P/1 – Mas ele aprendeu a tocar, então, lá?
R – Quem?
P/1 – Seu pai.
R – Não, meu pai dava aula. Ah, meu pai aprendeu a tocar lá, no Instituto João Pinheiro, mas depois papai foi para o bombeiro, para o Corpo de Bombeiros, para a Revolução, essa coisa toda…
P/1 – Qual Revolução?
R – Ah, sei lá… Do café-com-leite, sei lá do que… Eu já nem lembro.
P/1 – Mas alguma desse período…
R – Dessa história aí. Eu não sei mesmo, não sei te falar se tinha o negócio de Minas/São Paulo. Eu sei que papai depois fica no Instituto João Pinheiro. Ele saiu do quartel, foi trabalhar no Instituto João Pinheiro, lá ele ficou e lá ele se aposentou. Papai se aposentou como major. Ele ficou lá no João Pinheiro, mas ele ficou no bombeiro… Ele reformou no bombeiro ainda.

◆ Dados fornecidos:

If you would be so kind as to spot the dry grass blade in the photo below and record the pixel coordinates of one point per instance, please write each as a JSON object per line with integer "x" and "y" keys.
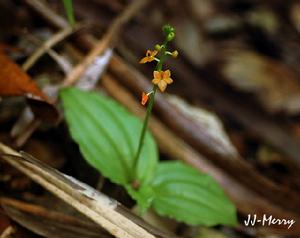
{"x": 96, "y": 206}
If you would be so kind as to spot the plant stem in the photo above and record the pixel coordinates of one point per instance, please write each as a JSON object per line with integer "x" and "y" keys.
{"x": 149, "y": 109}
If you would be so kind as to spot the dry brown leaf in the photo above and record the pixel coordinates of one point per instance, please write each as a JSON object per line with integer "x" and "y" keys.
{"x": 204, "y": 119}
{"x": 274, "y": 84}
{"x": 15, "y": 82}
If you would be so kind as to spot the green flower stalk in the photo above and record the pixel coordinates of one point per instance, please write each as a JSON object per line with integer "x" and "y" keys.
{"x": 161, "y": 78}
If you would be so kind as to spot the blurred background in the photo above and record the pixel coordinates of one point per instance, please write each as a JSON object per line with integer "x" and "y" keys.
{"x": 233, "y": 108}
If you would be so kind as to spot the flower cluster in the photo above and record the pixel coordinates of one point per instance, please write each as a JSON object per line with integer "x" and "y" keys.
{"x": 161, "y": 78}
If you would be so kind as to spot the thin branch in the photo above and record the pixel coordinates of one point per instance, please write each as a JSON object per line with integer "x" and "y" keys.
{"x": 105, "y": 41}
{"x": 47, "y": 45}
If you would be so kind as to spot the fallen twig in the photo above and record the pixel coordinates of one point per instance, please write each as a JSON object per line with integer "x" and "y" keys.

◆ Tarefa proposta 1: Diga se cada afirmação concorda com o trecho para leitura, respondendo sim ou não e citando as palavras do trecho que decidem: (a) o pai aprendeu a tocar no Instituto João Pinheiro; (b) o pai se aposentou como coronel; (c) quem responde lembra qual foi a Revolução.
◆ Tarefa proposta 2: Liste todas as falas marcadas com P/1 no trecho para leitura.
◆ Tarefa proposta 3: Extraia do trecho para leitura, sem nenhuma alteração, a parte que começa nas palavras "P/1 – Seu pai." e termina depois de "P/1 – Qual Revolução?".
Os dados não têm nenhum papel nesta atividade.

◆ Resposta escrita 1:
(a) Sim: "meu pai aprendeu a tocar lá, no Instituto João Pinheiro".
(b) Não: "Papai se aposentou como major."
(c) Não: "Eu já nem lembro."

◆ Resposta escrita 2:
- Mas ele aprendeu a tocar, então, lá?
- Seu pai.
- Qual Revolução?
- Mas alguma desse período…

◆ Resposta escrita 3:
P/1 – Seu pai.
R – Não, meu pai dava aula. Ah, meu pai aprendeu a tocar lá, no Instituto João Pinheiro, mas depois papai foi para o bombeiro, para o Corpo de Bombeiros, para a Revolução, essa coisa toda…
P/1 – Qual Revolução?